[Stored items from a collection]
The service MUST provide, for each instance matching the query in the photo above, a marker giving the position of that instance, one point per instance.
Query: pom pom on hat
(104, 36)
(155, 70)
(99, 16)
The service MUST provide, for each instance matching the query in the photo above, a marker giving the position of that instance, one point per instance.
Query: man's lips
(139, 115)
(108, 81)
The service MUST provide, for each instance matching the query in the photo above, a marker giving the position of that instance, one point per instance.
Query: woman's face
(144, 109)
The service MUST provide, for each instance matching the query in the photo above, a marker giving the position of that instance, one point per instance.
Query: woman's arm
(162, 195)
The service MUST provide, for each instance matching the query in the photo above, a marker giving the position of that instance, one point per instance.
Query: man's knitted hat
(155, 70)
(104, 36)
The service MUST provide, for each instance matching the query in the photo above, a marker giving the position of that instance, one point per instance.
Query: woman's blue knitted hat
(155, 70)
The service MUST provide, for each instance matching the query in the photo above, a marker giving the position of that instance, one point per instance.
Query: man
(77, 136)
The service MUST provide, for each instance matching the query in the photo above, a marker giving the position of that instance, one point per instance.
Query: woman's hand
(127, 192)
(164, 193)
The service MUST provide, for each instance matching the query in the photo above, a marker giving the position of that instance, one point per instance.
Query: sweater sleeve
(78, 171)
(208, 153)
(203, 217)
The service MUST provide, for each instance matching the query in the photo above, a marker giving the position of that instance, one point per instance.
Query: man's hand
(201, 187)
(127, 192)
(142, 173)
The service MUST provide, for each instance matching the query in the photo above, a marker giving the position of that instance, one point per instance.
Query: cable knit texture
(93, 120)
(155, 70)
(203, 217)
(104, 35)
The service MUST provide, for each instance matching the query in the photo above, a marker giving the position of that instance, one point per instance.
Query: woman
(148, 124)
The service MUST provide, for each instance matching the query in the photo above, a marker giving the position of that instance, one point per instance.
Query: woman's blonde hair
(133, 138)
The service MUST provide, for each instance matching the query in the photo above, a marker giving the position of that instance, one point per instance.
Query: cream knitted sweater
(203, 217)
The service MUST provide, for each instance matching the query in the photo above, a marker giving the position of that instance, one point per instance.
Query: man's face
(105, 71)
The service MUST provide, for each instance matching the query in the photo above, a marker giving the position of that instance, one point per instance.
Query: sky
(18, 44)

What the task requires
Write out every record shown above, word for word.

The answer
The service MUST provide, for each instance matching the query in the photo above, a marker giving the position of that instance, one point per instance.
Query: pom pom on hat
(104, 36)
(155, 70)
(99, 16)
The service MUST provide, for each instance matching the query in the photo above, a marker giving the position of that instance, one point per instance.
Query: man's lips
(139, 115)
(108, 81)
The service MUST provide, for each instance matching the query in the photo above, a marker giving the position of that instance, one point per instance.
Query: woman's face
(144, 109)
The service MUST provide, for each instance matching the query in the photo above, a marker giving the position of that instance, one point per instance.
Query: woman's arm
(162, 195)
The service MUST provide, for each instance matching the query in the photo above, a marker giving the position of that instance, one point per instance.
Query: man's knitted hat
(155, 70)
(104, 36)
The service MUST provide, for each instance matching the query in the photo above, a marker giving the position of that instance, one point per instance.
Query: woman's blue knitted hat
(155, 70)
The service MUST provide, for each instance matching the query in the photo above, a marker giving the position of that instance, one point per instance.
Query: man
(77, 136)
The service MUST provide, for each instance matching the query in the photo above, a marker giving the position of that instance, one point per instance.
Query: woman's hand
(127, 192)
(164, 193)
The service MUST provide, for each instance matching the query in the photo above, a marker giving the position of that instance, one point per instance.
Query: sweater sleeve
(78, 171)
(208, 153)
(203, 217)
The service MUST provide, for each instance matching the query in the photo above, a marker giving the position of that instance, one point per instance.
Query: man's hand
(201, 187)
(127, 192)
(142, 173)
The service MUST provide, for each instance matching the query in the photo above, a marker giving the position of that instance, one point per instance.
Query: cable knit texture
(93, 120)
(155, 70)
(203, 217)
(104, 35)
The service MUST provide, for each instance matching the query in the photo above, a marker giving the position of that instance, one point per instance.
Query: woman
(148, 124)
The service MUST provide, for each instance matching the query in the photo above, a marker giving the position of that instance, one point per instance.
Query: woman's blonde hair
(133, 138)
The service MUST provide, for each instance matching the query in the photo above, a marker giving the position of that instance, one point per instance.
Query: cream knitted sweater
(203, 217)
The service MUST provide, for each instance matching the query in the photo above, a marker giving the position of that instance, one point per instance.
Query: man's face
(105, 71)
The service MUST provide, for each instance matching the query in the photo above, a marker giving the position of that instance, one point per instance.
Query: sky
(18, 44)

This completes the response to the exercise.